Here is a listing. Reproduce it exactly.

■ ■ ■

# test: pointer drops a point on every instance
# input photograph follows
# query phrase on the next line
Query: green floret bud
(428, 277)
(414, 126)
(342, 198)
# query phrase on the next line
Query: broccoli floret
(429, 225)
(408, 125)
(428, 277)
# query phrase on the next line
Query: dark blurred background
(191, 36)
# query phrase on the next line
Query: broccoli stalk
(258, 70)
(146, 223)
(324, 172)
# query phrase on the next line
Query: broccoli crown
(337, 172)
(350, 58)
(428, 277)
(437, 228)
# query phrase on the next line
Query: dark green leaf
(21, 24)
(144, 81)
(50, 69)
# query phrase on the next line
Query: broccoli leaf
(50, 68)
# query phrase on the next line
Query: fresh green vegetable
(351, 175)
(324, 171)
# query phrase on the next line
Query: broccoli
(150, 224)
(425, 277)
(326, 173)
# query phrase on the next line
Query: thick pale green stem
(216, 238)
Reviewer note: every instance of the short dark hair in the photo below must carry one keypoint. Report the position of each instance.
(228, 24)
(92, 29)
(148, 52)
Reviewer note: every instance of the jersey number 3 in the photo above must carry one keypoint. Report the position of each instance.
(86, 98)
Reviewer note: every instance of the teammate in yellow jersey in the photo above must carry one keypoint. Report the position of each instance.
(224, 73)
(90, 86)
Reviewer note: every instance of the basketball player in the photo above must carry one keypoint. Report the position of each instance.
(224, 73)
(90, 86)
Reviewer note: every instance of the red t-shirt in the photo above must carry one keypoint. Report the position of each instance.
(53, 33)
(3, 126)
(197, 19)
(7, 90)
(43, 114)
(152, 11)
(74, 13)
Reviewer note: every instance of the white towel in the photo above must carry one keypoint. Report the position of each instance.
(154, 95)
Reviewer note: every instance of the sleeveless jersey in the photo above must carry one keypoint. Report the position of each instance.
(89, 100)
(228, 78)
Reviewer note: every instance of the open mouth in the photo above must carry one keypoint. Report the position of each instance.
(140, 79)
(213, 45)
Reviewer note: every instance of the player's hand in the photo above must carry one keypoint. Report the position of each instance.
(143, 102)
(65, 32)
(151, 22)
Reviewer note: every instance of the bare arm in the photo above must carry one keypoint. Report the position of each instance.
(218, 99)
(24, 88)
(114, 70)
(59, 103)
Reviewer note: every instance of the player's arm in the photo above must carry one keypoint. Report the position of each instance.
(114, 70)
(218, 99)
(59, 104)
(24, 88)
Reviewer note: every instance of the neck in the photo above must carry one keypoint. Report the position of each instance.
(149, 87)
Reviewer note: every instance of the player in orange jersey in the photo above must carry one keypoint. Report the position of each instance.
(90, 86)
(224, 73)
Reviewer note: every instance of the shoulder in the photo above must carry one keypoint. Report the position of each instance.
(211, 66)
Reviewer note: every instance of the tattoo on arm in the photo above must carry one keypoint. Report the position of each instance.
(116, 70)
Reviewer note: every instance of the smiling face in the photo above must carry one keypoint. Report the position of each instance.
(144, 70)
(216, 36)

■ ■ ■

» COMPLETED TASK
# test: pointer drops a point on every instance
# input photograph follows
# query phrase on the next line
Query: green floret bud
(428, 277)
(414, 126)
(342, 198)
# query phrase on the next line
Query: broccoli floret
(429, 225)
(408, 125)
(428, 277)
# query phrase on the next line
Query: dark blurred background
(191, 36)
# query phrase on the next line
Query: broccoli stalk
(258, 70)
(146, 223)
(324, 172)
# query phrase on the next line
Query: broccoli crown
(337, 172)
(350, 58)
(428, 277)
(437, 228)
# query phrase on the next line
Query: dark green leaf
(21, 24)
(144, 81)
(50, 69)
# query phrase on the next line
Query: broccoli leaf
(50, 68)
# query phrase on the next line
Query: fresh green vegetable
(351, 175)
(324, 171)
# query phrase on the next line
Query: broccoli
(150, 224)
(425, 277)
(326, 173)
# query phrase on the next line
Query: thick pale green stem
(216, 238)
Reviewer note: every instance of the short dark hair in the photo below must carry one keypoint. Report the position of each instance.
(228, 24)
(92, 29)
(148, 52)
Reviewer note: every instance of the jersey number 3 in the photo above must carry one keypoint. Report the position of each instance.
(86, 98)
Reviewer note: every instance of the teammate in yellow jersey in the photo above must carry one keypoint. Report the position of each instance.
(224, 73)
(90, 86)
Reviewer note: every instance of the basketball player in the photo above must carry one keypoint. Report the position of each instance.
(224, 73)
(90, 86)
Reviewer note: every instance of the red t-shirt in the photo above must carry one keypoint. Report the position of each instance.
(53, 33)
(3, 126)
(197, 19)
(7, 90)
(43, 114)
(152, 11)
(74, 13)
Reviewer note: every instance of the white towel in the photo above must carry one keypoint. Report the position of each instance.
(154, 95)
Reviewer note: every instance of the sleeveless jersey in the photo above must carry one keypoint. Report the position of each instance.
(89, 100)
(228, 78)
Reviewer note: every instance of the open mouth in the photo above must carry one keypoint. Report the position of each instance.
(140, 79)
(213, 45)
Reviewer note: every instance of the player's hand in the photo above must carry one keypoint. Report the position of each instance.
(143, 102)
(65, 32)
(151, 22)
Reviewer note: every instance of the bare arm in the photo above must carry one keypoint. Report the position of each instance.
(218, 99)
(24, 88)
(114, 70)
(59, 103)
Reviewer note: every instance of the player's arm in the photo above must carry one keypoint. Report the position of each instance.
(114, 70)
(218, 99)
(59, 104)
(24, 88)
Reviewer note: every instance of the neck in the photo above must carry one keypoint. Report the position of each instance.
(149, 87)
Reviewer note: every instance of the player in orange jersey in the photo above must carry one keypoint. Report the position of each instance.
(90, 86)
(224, 73)
Reviewer note: every instance of the shoulder in the photo above must carry one keypoint. Report the position of each instance.
(211, 66)
Reviewer note: every instance of the tattoo on arm in the photo above must carry one keypoint. Report the position of each instance.
(116, 70)
Reviewer note: every instance of the smiling face in the photo above must carry one keypoint. Report the position of each instance.
(144, 70)
(216, 36)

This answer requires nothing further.